§ Dataset excerpts:
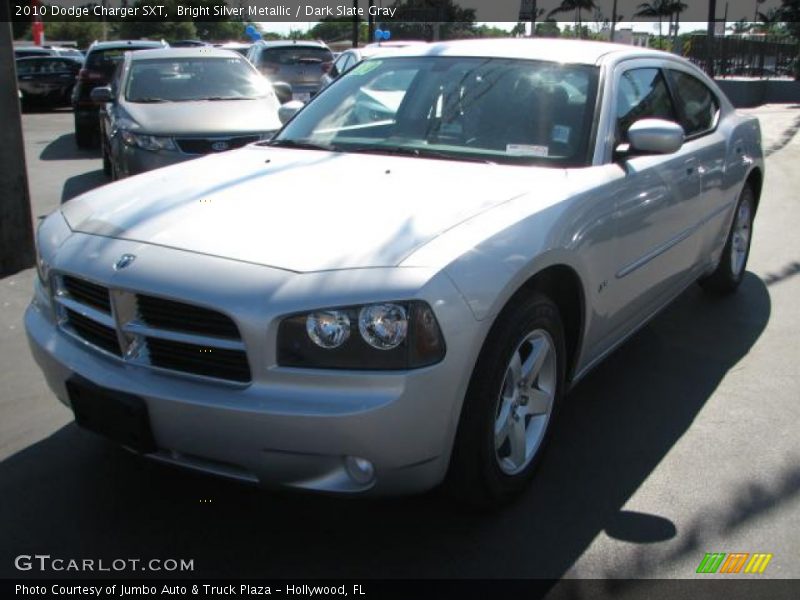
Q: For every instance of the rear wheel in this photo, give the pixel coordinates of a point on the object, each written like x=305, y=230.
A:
x=510, y=405
x=729, y=273
x=106, y=162
x=84, y=136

§ Directions:
Reproduce the material above in full, images excluded.

§ Task solution:
Q: For every instance of the rear wheel in this photo, give the pixel coordinates of a point on the object, each written like x=305, y=230.
A:
x=510, y=405
x=729, y=273
x=106, y=162
x=84, y=136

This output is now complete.